▶ _What you should do_
What is needed is every line, exactly as given, from the line containing "Habitat-census task: mark the palm" through the end of the data below.

(Referring expression pointing data)
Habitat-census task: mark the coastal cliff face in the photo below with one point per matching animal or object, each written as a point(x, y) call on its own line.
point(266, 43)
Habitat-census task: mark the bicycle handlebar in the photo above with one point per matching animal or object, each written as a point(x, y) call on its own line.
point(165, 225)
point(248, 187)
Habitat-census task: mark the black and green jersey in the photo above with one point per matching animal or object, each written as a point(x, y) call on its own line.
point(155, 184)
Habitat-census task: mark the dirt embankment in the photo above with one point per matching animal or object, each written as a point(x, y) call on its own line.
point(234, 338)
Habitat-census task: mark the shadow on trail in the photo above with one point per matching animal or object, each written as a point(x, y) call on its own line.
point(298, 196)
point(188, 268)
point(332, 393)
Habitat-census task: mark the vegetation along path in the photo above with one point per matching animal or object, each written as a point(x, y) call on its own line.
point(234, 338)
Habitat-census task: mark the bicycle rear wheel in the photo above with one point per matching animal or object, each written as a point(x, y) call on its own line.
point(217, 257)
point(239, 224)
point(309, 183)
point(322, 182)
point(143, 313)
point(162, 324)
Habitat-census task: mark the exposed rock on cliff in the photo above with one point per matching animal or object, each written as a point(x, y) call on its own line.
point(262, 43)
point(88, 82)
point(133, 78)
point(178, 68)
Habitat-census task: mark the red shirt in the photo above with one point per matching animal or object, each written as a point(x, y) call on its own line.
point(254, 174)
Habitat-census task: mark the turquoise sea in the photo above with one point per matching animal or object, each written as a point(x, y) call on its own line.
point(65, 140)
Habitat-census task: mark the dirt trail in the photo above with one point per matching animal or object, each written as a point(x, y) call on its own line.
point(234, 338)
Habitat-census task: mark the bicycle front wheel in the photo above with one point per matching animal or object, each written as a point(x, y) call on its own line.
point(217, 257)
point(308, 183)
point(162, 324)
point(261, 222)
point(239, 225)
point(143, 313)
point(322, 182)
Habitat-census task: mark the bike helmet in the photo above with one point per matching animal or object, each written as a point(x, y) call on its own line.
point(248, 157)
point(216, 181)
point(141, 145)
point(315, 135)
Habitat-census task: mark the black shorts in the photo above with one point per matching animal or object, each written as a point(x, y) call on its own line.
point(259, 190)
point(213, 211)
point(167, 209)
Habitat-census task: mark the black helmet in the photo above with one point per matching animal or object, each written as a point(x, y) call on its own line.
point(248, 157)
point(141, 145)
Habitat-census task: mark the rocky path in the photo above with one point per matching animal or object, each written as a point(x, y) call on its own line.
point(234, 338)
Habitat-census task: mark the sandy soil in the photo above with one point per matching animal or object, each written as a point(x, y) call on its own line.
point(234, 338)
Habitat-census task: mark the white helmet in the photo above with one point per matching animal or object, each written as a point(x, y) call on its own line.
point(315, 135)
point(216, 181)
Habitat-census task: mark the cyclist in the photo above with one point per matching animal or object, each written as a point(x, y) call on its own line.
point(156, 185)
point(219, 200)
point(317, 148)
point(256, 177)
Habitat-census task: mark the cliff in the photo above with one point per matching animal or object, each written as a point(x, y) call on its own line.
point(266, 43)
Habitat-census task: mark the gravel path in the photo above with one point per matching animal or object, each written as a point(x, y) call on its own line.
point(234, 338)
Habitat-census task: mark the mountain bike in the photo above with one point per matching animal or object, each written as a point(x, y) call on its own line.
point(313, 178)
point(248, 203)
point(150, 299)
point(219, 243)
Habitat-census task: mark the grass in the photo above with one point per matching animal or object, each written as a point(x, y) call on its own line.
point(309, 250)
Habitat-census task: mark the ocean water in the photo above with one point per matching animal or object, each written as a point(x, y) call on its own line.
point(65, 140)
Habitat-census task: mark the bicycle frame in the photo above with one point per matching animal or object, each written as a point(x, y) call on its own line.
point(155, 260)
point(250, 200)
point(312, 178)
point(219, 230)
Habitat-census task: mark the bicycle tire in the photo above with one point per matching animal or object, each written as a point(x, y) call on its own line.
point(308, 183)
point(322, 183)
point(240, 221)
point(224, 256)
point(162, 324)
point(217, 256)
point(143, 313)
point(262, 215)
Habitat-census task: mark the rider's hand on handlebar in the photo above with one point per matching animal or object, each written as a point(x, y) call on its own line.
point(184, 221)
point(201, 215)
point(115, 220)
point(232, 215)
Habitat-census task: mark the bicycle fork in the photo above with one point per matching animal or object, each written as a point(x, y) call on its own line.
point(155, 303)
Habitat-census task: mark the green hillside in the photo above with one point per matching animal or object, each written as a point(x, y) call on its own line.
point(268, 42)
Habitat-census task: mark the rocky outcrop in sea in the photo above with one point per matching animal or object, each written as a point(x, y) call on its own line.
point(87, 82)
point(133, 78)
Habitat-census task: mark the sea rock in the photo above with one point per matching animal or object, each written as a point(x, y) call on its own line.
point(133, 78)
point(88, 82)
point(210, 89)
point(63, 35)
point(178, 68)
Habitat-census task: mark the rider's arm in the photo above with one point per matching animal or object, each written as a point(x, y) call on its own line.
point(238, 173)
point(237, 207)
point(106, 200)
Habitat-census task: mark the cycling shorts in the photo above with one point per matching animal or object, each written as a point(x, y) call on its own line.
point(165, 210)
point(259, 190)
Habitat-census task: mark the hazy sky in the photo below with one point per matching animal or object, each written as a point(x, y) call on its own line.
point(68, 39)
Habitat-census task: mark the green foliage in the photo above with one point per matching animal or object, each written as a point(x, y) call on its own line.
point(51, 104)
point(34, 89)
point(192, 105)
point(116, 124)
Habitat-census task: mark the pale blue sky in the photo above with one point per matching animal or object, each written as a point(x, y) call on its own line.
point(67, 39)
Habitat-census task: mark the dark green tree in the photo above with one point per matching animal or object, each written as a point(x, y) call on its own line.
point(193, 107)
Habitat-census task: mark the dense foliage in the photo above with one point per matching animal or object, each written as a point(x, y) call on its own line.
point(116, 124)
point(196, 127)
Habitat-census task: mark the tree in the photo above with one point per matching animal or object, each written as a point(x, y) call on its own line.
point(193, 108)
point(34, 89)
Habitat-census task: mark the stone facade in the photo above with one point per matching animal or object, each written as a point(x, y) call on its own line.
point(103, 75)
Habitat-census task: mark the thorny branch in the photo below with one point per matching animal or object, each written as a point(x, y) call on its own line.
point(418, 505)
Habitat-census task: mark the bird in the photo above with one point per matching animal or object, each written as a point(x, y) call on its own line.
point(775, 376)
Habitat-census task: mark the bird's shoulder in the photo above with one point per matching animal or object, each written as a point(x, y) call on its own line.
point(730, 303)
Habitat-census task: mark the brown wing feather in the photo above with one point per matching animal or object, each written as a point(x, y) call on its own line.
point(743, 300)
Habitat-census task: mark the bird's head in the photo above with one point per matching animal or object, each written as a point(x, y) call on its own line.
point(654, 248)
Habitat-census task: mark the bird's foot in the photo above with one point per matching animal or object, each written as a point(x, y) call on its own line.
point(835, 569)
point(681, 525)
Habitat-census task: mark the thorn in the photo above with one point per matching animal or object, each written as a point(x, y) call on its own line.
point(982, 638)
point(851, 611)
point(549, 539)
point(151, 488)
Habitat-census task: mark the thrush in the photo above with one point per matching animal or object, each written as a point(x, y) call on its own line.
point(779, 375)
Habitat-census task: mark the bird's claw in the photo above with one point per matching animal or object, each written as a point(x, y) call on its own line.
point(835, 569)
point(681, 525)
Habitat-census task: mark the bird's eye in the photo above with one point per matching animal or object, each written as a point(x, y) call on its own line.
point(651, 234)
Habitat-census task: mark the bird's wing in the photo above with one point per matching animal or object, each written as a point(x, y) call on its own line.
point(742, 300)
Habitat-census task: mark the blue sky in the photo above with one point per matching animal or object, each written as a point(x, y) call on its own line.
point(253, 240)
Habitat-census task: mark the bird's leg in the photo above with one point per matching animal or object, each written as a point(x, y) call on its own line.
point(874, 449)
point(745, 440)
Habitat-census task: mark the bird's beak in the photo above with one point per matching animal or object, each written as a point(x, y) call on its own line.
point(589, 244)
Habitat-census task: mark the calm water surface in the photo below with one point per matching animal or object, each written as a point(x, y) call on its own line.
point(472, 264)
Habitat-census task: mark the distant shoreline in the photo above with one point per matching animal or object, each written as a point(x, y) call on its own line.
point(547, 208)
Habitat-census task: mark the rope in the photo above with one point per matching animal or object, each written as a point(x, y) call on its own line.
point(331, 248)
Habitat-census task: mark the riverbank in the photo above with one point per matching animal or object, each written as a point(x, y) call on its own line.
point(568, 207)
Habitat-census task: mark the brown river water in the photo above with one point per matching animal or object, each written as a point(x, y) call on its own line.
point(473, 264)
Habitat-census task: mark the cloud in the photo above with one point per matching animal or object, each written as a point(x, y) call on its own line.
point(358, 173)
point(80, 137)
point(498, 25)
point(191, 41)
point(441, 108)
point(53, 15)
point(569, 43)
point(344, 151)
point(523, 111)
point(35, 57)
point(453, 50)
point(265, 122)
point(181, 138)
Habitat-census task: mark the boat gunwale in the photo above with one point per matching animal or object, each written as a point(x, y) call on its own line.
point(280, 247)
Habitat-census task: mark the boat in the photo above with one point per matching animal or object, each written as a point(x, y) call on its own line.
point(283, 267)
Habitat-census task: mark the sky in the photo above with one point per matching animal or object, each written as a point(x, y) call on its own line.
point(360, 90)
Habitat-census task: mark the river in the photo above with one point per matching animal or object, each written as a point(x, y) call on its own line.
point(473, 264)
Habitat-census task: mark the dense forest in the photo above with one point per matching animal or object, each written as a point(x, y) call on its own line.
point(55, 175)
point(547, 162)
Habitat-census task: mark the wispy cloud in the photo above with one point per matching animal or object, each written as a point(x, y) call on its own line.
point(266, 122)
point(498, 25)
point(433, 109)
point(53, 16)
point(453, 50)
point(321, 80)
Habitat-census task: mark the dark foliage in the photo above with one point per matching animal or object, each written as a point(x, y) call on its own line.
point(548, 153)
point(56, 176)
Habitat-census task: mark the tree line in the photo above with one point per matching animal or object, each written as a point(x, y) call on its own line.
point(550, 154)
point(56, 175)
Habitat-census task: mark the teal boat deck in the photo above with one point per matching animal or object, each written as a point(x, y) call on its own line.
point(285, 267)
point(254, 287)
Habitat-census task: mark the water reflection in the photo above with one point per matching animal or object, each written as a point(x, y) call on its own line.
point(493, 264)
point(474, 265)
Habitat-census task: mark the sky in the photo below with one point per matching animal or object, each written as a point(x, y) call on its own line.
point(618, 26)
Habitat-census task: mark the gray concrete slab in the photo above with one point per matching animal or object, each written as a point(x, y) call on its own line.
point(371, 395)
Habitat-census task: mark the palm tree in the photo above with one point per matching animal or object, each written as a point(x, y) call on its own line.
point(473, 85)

▶ _Answer space_
Habitat-census task: mark the palm tree in the photo above with one point per matching animal or object, each written as a point(x, y) call on its own line.
point(473, 85)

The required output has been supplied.